Sunday, 6 January 2013 | 75 comments

Roasted cabbage “wedge salad”

I am a bit mulish. I am wary of the Next Big Thing. This time of year, it’s difficult to keep this part of me in check. The lists. I hate all the lists. This Big Thing was cool in 2012, but all these Big Things will be SO IN in 2013. And so on. I am starting to sound like your cantankerous grandpa, so hear me out: We are smarter and more creative than this. I can’t help but think we all need to swallow down a hefty dose of I-don’t-care-what-the-eff-anyone-else-thinks.


We are messy, crazy people running about this world doing tiny, gorgeous things out of necessity or expression or love or nostalgia. We demean those beautiful acts if we let anyone or anything else tell us what to do or eat or be. The writers I love most to read, the cooks about whom I love most to learn, the friends with whom I love most to spend time—they are timelessly interesting because they do their own thing. So: cabbage. There are strong opinions about cabbage out there, whether as its Irish-inspired corned beef accompaniment or in kimchi or as coleslaw. I buy savoy cabbage for the sheer reason that it’s so pretty, the frilly party dress of cabbages, a tight package with come-hither flared edges. After I admire it, though, it tends to languish in my crisper until I have to do something with it. This time around, I did what I always do when at a loss with vegetables: blast them on high heat with a little olive oil and salt.

Magic happens, it turns out, with cabbage: the outer leaves become caramelized and crispy, and the insides become buttery and tender. With a little acidity to balance out the sweet-roasted cabbage, you have a savory side or elegant first course for winter meals. Possibly wedge salads are retro and unfashionable (or are they back in?), and possibly cabbage itself is passé (or is that Brussels sprouts?), but this is easy and good, and that is all I want for 2013.
“If a man does not keep pace with his companions,“ Thoreau quipped, “Perhaps it is because he hears a different drummer. Let him step to the music which he hears, however measured or far away.” Cheers to the new year, friends, I think we’ve got good things in store.

….

 

A quick housekeeping note: I’ve added an FAQ page on the sidebar over there <— if you’re interested. Far from exhaustive, but I tried to collect a growing list of questions that appear in my inbox and answered them here.

* WHAT THE TASK ASKS
Reproduce the part of the roasted cabbage post starting at "I am a bit mulish." and ending at "dose of I-don’t-care-what-the-eff-anyone-else-thinks.".

* RECORD EXTRACTS
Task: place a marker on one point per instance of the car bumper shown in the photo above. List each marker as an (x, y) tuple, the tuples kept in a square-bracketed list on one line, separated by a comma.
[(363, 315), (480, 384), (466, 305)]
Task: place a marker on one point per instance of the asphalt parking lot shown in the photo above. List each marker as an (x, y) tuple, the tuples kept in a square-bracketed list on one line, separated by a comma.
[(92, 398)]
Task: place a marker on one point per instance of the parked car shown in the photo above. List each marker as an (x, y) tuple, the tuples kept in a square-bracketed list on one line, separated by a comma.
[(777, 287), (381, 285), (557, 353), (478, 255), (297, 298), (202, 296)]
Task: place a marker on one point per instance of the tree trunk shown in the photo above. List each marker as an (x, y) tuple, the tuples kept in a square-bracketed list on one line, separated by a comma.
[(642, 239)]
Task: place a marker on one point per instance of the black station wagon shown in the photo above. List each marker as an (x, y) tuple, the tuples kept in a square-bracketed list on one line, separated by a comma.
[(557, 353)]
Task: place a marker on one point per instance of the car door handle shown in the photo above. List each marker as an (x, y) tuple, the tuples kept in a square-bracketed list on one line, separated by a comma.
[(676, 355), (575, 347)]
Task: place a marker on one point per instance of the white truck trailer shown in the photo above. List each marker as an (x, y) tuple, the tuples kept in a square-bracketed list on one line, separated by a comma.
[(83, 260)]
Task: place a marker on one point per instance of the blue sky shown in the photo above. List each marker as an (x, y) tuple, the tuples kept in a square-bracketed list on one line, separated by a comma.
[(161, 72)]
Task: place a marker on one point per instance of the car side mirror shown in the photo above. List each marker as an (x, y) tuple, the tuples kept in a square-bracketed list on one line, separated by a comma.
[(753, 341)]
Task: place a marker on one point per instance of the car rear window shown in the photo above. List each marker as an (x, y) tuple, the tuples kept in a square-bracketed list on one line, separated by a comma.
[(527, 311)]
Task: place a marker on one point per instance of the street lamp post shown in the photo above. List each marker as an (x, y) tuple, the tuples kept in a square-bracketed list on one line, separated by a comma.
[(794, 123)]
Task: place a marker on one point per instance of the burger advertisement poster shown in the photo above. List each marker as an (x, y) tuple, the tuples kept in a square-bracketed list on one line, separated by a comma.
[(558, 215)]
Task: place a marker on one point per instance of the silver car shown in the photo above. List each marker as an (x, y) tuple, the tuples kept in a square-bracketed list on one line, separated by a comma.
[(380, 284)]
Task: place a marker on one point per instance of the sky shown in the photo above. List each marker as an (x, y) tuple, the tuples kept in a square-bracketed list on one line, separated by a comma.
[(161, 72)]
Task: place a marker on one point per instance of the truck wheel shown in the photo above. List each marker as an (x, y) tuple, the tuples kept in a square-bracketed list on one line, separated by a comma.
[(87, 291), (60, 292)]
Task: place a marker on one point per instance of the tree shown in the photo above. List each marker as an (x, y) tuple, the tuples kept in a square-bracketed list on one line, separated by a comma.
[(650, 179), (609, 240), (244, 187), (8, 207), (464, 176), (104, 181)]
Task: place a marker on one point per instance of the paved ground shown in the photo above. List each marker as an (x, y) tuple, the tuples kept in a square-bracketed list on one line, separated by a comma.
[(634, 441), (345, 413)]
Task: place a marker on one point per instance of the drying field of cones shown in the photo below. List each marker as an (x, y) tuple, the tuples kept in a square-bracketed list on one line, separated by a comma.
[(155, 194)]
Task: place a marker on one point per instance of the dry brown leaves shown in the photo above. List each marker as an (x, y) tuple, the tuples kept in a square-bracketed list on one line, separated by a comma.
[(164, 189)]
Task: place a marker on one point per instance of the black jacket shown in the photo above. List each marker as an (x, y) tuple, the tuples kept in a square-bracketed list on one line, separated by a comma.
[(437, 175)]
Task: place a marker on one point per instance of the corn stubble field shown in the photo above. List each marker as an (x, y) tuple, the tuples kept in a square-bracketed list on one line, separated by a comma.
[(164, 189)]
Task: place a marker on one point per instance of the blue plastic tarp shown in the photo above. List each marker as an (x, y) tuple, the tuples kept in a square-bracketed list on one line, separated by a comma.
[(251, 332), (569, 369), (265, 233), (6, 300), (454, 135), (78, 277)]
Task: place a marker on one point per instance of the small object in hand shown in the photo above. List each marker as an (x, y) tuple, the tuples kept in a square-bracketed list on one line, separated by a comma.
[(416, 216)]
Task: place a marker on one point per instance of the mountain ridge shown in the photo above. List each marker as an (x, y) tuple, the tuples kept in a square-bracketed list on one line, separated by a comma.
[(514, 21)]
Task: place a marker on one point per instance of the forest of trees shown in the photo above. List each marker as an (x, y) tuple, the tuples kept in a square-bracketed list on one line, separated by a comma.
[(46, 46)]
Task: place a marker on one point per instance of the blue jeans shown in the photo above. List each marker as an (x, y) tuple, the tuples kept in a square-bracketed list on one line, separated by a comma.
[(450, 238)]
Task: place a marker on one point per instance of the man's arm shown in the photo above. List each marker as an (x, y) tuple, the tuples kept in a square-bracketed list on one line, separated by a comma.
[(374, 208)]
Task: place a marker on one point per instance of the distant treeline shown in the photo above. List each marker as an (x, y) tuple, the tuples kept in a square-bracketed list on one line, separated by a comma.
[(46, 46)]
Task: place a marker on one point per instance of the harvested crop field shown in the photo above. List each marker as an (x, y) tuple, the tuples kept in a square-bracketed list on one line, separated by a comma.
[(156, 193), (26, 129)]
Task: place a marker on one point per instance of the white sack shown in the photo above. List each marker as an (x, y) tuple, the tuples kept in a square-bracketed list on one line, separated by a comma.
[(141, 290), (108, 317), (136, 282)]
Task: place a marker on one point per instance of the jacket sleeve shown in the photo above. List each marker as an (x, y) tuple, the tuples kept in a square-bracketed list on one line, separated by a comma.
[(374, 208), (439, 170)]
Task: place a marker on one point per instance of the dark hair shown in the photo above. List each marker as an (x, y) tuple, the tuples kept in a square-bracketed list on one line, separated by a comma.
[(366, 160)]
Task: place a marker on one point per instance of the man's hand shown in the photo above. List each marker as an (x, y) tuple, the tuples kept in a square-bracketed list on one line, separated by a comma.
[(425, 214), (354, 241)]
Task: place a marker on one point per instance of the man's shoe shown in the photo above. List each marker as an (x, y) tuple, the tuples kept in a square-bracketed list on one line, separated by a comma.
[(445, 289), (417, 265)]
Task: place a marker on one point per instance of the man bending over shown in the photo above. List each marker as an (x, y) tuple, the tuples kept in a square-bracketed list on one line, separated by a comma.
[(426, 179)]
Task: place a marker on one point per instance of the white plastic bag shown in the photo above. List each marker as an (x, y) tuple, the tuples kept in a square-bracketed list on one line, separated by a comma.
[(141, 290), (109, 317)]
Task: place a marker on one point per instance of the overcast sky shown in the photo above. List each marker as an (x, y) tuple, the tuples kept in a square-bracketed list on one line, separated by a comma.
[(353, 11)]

* RESPONSE BELOW
I am a bit mulish. I am wary of the Next Big Thing. This time of year, it’s difficult to keep this part of me in check. The lists. I hate all the lists. This Big Thing was cool in 2012, but all these Big Things will be SO IN in 2013. And so on. I am starting to sound like your cantankerous grandpa, so hear me out: We are smarter and more creative than this. I can’t help but think we all need to swallow down a hefty dose of I-don’t-care-what-the-eff-anyone-else-thinks.